[Position annotation records]
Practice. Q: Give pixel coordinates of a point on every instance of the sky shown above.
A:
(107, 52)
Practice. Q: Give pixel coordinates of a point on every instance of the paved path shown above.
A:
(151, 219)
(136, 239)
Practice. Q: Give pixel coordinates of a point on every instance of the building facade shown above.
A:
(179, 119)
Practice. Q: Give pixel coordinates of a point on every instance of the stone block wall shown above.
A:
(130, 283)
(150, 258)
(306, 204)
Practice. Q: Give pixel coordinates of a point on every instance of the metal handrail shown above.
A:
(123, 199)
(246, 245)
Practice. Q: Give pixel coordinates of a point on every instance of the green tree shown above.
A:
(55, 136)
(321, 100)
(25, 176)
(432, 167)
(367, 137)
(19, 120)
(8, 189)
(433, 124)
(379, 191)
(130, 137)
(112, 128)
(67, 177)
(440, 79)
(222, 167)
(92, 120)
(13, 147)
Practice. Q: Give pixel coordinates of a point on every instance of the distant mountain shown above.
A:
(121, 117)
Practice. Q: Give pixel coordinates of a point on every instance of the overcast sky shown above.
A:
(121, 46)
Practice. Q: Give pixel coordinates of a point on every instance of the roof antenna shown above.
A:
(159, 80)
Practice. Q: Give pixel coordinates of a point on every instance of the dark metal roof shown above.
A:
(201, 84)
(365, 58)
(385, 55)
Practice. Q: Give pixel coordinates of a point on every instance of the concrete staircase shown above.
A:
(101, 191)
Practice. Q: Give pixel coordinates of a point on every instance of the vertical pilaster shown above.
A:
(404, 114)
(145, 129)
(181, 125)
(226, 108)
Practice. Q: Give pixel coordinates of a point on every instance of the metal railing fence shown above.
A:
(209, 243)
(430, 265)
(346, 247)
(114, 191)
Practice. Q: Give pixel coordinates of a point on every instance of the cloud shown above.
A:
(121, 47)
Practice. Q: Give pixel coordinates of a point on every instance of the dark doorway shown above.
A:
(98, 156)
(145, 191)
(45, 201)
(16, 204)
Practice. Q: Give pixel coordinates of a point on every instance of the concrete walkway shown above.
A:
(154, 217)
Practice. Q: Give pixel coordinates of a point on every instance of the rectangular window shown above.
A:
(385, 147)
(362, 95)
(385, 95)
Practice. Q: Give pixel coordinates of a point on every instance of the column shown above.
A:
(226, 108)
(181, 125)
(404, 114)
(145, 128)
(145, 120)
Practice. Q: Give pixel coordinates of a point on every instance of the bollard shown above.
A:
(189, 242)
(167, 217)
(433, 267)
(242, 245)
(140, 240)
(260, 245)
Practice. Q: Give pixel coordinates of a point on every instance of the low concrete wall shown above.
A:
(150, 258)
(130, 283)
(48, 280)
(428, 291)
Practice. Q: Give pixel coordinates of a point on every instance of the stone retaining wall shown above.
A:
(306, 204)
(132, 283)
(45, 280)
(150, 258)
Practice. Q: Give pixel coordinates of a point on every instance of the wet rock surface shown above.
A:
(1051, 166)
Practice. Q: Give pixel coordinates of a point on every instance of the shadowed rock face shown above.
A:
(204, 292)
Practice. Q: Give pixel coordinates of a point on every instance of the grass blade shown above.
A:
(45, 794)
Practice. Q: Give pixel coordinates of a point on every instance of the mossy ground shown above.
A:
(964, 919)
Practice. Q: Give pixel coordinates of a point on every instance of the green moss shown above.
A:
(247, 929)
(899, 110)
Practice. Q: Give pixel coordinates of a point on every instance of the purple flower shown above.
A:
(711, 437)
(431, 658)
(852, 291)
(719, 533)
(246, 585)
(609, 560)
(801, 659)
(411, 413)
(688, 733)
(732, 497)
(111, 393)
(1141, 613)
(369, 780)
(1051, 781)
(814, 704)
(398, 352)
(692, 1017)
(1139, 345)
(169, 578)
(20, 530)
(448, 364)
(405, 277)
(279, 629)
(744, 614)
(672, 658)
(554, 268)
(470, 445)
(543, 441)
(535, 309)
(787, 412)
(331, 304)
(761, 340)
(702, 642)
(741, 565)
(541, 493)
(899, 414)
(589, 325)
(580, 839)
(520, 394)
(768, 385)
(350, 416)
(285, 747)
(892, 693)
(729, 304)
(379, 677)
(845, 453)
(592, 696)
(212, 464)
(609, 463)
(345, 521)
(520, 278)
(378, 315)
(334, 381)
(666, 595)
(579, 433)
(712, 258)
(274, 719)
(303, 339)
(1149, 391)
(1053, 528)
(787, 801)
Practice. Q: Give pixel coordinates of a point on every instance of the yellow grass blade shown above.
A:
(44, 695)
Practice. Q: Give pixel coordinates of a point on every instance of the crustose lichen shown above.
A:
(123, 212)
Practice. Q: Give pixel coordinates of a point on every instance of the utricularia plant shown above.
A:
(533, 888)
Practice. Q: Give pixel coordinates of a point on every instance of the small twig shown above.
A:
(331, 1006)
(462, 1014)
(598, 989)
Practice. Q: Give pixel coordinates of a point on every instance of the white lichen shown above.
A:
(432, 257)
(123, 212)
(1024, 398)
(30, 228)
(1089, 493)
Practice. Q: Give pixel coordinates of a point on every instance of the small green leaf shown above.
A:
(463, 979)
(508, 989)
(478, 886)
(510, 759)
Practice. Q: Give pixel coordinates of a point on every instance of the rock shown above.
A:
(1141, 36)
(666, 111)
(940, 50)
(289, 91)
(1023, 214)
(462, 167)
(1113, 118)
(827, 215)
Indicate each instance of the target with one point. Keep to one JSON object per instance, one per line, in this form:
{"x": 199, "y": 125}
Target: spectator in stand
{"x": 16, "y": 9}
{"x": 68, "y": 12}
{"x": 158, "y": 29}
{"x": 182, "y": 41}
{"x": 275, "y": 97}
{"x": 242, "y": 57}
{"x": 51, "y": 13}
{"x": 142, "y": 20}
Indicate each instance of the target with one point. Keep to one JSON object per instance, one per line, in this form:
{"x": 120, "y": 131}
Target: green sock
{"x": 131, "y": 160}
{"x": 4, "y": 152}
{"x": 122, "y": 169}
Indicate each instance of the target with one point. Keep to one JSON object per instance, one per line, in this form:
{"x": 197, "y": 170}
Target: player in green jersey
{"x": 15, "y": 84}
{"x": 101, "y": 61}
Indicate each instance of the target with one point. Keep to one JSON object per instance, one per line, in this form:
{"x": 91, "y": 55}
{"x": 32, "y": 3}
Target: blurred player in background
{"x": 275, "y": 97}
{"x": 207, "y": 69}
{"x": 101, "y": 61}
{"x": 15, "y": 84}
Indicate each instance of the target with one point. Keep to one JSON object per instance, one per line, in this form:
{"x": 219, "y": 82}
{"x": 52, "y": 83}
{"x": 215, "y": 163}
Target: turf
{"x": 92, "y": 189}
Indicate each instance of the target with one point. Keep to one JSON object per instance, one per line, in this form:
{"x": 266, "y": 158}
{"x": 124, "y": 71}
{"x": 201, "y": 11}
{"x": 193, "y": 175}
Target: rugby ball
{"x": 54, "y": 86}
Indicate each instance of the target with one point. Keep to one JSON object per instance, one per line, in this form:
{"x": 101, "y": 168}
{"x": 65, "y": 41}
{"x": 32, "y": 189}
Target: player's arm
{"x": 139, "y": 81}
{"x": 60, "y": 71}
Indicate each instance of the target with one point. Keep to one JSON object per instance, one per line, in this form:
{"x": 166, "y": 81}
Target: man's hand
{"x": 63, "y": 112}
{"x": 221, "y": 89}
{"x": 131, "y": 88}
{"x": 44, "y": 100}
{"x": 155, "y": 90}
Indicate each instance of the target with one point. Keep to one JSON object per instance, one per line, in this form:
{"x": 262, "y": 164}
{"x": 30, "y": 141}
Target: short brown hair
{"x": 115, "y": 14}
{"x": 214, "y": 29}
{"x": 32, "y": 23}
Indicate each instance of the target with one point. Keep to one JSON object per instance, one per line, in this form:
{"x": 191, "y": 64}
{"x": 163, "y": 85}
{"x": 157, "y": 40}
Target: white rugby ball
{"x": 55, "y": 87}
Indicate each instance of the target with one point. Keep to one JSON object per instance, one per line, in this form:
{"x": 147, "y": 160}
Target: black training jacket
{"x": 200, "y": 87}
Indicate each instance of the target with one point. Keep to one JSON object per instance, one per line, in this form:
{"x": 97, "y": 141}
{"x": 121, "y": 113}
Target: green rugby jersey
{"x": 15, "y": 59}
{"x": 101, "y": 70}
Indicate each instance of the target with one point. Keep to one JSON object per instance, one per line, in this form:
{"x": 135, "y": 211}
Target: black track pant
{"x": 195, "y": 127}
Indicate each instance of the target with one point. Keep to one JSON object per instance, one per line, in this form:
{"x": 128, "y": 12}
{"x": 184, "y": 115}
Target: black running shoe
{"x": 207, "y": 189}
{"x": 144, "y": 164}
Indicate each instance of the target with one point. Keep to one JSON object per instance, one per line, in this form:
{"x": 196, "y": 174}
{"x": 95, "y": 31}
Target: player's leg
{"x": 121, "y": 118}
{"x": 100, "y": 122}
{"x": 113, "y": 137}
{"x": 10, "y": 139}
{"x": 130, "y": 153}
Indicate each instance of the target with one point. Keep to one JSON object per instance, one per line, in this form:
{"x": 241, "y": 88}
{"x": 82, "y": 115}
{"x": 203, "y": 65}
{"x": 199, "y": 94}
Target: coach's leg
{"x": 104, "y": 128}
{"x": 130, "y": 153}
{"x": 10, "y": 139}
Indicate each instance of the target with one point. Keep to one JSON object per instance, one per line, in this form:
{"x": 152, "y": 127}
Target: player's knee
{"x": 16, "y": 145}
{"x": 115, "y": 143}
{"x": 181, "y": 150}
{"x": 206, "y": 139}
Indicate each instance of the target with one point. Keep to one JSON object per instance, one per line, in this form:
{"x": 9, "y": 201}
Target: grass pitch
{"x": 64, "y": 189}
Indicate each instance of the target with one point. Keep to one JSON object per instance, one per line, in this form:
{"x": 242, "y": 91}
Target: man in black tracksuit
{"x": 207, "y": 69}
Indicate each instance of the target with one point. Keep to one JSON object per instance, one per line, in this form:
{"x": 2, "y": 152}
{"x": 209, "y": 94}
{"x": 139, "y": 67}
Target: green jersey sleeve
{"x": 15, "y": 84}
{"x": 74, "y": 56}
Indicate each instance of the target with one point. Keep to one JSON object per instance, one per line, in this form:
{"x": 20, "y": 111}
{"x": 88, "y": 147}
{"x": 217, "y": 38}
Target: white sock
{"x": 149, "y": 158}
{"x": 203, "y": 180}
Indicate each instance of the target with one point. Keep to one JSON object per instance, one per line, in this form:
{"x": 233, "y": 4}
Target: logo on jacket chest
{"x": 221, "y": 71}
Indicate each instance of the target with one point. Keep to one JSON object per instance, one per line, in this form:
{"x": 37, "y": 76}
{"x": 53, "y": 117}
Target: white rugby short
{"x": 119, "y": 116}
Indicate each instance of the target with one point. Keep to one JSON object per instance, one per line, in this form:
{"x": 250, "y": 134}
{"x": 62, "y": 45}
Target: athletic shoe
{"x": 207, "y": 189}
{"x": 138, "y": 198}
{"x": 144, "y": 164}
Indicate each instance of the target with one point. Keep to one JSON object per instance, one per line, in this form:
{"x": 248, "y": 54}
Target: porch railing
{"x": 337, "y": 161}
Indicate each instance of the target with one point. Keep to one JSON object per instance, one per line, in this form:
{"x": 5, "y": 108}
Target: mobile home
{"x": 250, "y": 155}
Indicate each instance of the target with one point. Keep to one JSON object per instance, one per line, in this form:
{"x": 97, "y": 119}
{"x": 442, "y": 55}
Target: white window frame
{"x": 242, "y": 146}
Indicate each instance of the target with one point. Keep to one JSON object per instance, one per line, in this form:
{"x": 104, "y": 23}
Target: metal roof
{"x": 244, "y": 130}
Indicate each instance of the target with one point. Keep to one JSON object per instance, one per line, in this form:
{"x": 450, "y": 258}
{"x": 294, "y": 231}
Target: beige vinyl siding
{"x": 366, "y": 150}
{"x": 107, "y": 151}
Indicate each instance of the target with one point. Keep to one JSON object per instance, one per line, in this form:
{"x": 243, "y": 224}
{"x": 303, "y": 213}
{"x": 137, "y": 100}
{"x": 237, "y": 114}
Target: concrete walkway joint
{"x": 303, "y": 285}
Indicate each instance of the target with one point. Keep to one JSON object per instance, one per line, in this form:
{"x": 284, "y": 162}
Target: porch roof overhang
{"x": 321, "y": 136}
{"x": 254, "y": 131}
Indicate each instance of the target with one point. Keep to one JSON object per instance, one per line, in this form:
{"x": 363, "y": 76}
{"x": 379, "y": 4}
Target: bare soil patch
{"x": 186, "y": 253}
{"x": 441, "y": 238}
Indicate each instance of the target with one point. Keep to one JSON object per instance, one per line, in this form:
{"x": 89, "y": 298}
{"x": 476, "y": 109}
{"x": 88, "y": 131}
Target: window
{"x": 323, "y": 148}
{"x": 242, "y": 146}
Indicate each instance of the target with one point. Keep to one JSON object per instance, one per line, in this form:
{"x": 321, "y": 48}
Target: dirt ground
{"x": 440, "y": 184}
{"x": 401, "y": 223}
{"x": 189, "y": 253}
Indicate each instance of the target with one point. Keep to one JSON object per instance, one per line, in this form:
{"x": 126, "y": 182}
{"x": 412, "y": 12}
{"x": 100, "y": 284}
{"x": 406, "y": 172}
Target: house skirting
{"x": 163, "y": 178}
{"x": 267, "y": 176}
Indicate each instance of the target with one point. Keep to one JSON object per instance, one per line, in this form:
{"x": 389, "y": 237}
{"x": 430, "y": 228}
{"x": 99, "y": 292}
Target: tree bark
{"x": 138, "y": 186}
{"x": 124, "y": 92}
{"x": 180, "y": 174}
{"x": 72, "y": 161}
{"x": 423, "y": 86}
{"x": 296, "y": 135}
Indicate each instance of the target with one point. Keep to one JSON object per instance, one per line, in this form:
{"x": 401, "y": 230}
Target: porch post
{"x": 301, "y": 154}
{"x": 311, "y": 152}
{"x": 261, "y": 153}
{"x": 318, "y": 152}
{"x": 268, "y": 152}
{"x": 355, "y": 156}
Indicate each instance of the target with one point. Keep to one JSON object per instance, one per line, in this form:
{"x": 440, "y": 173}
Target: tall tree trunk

Goal of the exercise
How many lines of the records contain the string "roof"? Case counts, and your reply should be the number alone.

The answer
4